Stated exercise → Count the lines in the data below that contain the word "chrome", treating uppercase and lowercase letters as different. Reply with the number alone.

--- start ---

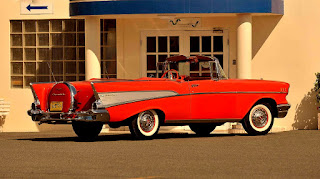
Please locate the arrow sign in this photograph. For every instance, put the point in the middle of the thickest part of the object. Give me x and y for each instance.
(36, 7)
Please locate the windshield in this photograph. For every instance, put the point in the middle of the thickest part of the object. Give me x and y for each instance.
(192, 68)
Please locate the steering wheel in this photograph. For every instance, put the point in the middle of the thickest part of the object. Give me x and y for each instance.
(170, 75)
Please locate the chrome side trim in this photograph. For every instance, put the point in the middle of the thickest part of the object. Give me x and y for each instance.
(242, 92)
(110, 99)
(283, 110)
(203, 121)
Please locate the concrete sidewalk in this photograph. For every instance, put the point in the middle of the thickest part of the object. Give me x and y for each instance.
(170, 155)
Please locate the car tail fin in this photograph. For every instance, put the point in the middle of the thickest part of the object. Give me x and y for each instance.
(40, 93)
(95, 93)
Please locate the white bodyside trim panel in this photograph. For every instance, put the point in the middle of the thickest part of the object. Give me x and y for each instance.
(109, 99)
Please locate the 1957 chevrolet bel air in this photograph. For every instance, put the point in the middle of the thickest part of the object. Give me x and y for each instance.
(203, 101)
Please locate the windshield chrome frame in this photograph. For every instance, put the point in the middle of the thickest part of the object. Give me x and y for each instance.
(166, 66)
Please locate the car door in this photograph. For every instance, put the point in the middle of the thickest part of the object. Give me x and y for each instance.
(212, 99)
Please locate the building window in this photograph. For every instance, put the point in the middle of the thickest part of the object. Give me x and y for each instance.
(108, 48)
(42, 47)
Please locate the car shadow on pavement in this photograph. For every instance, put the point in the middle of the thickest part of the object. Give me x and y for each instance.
(126, 137)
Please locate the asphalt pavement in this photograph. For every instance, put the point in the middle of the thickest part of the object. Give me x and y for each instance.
(169, 155)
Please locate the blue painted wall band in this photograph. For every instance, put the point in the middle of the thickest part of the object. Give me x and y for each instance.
(111, 7)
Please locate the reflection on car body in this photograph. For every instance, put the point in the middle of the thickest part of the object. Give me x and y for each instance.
(176, 96)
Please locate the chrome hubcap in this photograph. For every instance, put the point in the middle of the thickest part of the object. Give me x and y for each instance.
(147, 121)
(259, 117)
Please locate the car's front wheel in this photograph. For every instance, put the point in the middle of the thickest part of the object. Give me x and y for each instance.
(145, 125)
(202, 129)
(259, 120)
(87, 130)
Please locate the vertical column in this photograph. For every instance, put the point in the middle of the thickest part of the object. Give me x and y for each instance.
(244, 46)
(92, 47)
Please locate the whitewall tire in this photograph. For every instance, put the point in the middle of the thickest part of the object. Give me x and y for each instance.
(145, 125)
(259, 120)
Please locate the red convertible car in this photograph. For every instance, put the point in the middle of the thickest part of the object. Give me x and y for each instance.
(179, 97)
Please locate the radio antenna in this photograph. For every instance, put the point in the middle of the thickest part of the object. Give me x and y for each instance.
(52, 72)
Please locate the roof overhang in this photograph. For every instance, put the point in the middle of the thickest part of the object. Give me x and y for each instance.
(115, 7)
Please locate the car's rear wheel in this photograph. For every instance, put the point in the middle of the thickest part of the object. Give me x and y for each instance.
(202, 129)
(145, 125)
(87, 131)
(259, 120)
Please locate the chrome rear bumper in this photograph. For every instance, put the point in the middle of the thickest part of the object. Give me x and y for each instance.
(283, 110)
(101, 115)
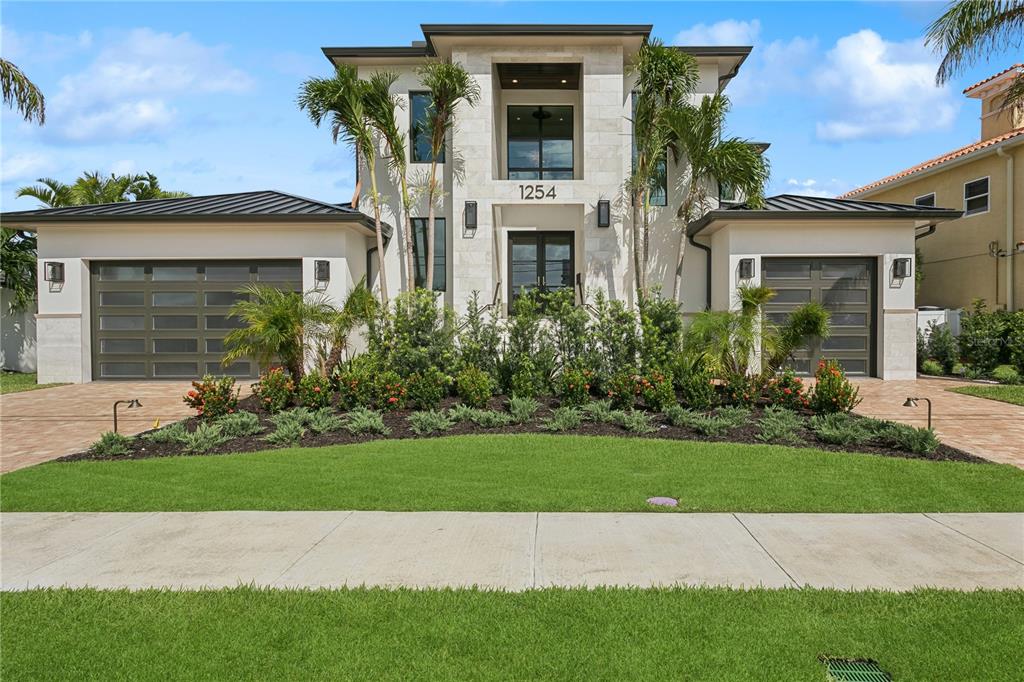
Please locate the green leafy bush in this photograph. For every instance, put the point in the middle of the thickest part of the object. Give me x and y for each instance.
(833, 391)
(111, 444)
(429, 421)
(239, 425)
(203, 439)
(314, 390)
(211, 397)
(522, 410)
(428, 388)
(274, 389)
(474, 386)
(360, 421)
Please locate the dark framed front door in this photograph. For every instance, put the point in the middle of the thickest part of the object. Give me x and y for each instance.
(541, 261)
(846, 287)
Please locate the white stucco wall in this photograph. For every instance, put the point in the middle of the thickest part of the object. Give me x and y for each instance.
(62, 322)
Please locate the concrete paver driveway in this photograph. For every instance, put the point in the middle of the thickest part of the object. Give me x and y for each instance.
(41, 425)
(986, 428)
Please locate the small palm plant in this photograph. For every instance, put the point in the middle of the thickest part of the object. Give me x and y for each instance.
(450, 84)
(696, 133)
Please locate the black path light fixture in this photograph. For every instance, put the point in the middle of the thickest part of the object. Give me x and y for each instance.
(132, 403)
(912, 402)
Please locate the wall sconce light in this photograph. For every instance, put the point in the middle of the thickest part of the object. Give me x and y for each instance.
(901, 268)
(745, 268)
(322, 271)
(603, 213)
(53, 271)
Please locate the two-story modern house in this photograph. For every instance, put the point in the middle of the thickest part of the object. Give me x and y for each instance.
(972, 257)
(534, 198)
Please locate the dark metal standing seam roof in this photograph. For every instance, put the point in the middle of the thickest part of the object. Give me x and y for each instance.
(247, 206)
(796, 206)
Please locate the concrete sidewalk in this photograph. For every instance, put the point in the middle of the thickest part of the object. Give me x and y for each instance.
(510, 551)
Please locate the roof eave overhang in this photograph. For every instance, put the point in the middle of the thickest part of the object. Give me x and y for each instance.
(720, 218)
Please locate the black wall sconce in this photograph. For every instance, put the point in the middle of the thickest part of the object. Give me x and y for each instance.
(322, 271)
(53, 271)
(901, 267)
(745, 268)
(603, 213)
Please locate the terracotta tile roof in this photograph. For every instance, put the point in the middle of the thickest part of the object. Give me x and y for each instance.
(992, 78)
(955, 154)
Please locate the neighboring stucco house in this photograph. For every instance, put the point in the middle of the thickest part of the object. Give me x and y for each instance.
(980, 255)
(534, 198)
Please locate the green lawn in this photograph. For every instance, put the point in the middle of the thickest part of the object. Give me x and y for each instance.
(691, 634)
(1003, 393)
(15, 382)
(526, 472)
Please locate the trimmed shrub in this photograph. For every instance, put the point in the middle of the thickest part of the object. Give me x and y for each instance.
(474, 386)
(274, 389)
(833, 391)
(428, 388)
(240, 424)
(111, 444)
(211, 397)
(429, 421)
(314, 390)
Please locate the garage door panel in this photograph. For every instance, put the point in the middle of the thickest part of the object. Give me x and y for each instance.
(167, 320)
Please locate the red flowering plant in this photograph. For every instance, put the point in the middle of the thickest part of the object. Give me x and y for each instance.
(212, 397)
(314, 390)
(274, 389)
(833, 391)
(787, 390)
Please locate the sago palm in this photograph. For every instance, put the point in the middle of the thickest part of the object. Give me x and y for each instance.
(697, 137)
(970, 30)
(342, 98)
(22, 94)
(450, 84)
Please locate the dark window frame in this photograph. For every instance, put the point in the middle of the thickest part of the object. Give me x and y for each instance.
(413, 157)
(540, 170)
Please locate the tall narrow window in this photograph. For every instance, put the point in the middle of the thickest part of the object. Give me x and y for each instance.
(419, 107)
(659, 183)
(540, 142)
(976, 197)
(420, 252)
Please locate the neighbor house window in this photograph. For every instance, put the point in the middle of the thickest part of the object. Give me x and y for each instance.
(419, 105)
(976, 197)
(659, 184)
(540, 142)
(420, 252)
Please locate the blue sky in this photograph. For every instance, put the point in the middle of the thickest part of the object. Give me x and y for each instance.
(203, 93)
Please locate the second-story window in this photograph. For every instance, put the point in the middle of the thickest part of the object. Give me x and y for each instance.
(419, 108)
(540, 142)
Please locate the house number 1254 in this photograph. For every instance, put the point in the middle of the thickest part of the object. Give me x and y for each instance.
(537, 192)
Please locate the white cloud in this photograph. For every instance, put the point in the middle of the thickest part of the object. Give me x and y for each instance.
(726, 32)
(126, 91)
(875, 88)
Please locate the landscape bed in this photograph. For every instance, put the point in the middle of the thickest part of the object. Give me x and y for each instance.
(605, 634)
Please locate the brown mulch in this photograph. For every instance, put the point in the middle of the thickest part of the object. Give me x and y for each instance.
(396, 421)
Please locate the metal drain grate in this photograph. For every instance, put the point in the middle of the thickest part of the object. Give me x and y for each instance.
(845, 670)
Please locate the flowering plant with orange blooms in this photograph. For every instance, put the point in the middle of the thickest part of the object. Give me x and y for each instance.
(833, 391)
(211, 397)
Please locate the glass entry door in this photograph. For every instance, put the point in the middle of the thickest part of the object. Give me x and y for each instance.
(541, 261)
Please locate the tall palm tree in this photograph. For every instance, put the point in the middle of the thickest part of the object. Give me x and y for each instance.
(969, 30)
(450, 84)
(381, 105)
(22, 94)
(696, 133)
(342, 97)
(665, 79)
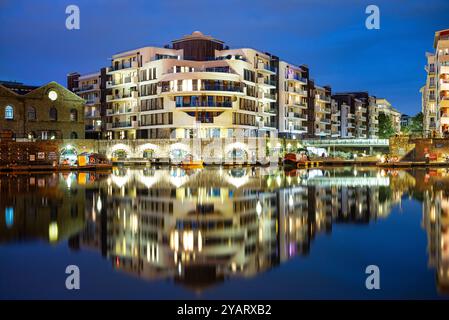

--- end ---

Solution to this task → 4